Data supplied:

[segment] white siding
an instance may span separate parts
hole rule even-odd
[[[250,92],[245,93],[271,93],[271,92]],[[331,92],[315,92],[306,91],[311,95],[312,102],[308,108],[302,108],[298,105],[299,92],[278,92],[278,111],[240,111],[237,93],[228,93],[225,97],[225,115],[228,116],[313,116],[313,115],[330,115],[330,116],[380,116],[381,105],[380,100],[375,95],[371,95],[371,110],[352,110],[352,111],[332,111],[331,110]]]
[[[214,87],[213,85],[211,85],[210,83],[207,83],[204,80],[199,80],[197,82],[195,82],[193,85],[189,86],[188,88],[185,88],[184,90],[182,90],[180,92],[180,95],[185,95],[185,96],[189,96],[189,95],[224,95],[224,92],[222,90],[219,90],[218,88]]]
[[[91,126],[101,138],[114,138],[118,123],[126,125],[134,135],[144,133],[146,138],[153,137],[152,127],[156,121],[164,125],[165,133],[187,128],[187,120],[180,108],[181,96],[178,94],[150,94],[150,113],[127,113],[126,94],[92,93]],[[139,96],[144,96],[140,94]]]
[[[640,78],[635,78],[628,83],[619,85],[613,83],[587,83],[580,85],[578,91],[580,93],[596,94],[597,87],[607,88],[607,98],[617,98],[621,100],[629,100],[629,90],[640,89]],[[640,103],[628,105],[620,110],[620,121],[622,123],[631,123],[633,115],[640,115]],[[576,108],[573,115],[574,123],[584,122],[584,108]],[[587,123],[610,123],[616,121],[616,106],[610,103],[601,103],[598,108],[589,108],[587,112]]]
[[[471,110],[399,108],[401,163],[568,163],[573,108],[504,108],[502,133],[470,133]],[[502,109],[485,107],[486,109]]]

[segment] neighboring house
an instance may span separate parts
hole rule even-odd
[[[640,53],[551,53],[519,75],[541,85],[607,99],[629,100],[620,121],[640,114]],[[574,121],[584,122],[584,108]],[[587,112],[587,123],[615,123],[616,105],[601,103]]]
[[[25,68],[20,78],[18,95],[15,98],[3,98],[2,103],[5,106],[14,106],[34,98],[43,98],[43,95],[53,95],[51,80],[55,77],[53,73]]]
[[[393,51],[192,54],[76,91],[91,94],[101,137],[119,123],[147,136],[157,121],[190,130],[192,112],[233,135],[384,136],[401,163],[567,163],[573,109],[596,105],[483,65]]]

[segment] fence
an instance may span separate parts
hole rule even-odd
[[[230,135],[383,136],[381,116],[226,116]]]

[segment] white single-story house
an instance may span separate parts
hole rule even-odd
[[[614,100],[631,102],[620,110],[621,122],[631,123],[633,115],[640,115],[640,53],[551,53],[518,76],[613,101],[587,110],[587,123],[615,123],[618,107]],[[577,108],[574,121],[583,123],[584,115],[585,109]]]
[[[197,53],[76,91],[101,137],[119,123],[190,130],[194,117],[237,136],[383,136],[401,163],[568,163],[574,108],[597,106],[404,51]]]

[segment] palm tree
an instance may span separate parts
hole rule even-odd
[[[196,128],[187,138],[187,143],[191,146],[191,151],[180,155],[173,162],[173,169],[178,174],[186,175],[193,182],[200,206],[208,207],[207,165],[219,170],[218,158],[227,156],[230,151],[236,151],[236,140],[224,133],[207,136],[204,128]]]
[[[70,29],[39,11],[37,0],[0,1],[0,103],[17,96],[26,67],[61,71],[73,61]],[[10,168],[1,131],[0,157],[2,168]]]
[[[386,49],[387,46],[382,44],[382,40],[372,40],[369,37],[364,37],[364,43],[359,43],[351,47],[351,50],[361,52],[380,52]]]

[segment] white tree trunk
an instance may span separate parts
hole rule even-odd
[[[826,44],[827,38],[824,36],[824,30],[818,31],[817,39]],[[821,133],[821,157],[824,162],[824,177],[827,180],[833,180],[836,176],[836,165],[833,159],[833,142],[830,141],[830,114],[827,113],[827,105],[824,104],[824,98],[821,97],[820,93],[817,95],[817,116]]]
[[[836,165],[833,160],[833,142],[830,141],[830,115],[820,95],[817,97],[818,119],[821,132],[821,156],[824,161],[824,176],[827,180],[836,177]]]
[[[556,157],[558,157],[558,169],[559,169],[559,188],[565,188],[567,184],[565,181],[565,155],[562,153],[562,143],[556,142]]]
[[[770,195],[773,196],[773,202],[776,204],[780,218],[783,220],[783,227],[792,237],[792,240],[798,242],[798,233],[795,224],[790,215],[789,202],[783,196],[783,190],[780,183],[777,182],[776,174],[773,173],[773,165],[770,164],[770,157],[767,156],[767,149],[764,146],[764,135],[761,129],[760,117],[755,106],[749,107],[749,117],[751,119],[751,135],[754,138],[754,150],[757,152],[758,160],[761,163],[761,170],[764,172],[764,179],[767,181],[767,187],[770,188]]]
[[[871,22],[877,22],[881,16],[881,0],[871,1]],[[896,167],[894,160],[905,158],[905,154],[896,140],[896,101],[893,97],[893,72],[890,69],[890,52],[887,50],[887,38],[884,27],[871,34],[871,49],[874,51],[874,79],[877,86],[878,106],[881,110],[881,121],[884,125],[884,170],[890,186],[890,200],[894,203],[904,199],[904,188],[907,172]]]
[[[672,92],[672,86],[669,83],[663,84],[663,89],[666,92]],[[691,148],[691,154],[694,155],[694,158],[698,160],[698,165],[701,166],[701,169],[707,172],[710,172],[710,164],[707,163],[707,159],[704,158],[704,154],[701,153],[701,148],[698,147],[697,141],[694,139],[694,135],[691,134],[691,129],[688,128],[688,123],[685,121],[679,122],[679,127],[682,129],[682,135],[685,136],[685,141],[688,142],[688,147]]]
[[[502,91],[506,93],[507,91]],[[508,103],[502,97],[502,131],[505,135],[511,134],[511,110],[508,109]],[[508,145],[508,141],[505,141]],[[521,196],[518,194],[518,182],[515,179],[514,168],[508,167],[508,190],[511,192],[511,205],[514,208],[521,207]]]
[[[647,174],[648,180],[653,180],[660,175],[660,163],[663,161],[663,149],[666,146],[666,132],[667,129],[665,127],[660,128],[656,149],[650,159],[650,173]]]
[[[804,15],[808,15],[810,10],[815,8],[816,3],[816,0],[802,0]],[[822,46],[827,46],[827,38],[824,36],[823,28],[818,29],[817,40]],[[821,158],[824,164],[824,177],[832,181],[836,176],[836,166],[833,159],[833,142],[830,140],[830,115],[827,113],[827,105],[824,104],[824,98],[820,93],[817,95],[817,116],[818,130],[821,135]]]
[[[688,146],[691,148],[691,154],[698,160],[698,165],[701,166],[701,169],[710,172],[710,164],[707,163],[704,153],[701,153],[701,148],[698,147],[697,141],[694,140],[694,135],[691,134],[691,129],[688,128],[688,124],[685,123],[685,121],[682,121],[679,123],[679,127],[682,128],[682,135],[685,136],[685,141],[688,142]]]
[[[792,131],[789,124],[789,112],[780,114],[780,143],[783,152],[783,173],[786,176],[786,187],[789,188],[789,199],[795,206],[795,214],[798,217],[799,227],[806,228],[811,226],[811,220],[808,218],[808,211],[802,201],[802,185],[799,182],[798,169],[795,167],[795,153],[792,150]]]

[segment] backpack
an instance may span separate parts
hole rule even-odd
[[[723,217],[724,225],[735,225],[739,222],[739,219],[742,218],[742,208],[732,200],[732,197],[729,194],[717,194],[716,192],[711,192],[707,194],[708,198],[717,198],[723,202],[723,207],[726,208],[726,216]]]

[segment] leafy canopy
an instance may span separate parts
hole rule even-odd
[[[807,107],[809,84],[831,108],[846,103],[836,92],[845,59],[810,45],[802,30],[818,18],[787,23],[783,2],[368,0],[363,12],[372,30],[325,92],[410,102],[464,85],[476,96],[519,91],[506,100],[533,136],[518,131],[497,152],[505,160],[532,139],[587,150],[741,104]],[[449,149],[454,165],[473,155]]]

What the exercise asks:
Each line in the records above that contains the word "house" must be copied.

Final answer:
[segment] neighboring house
[segment] white single-story house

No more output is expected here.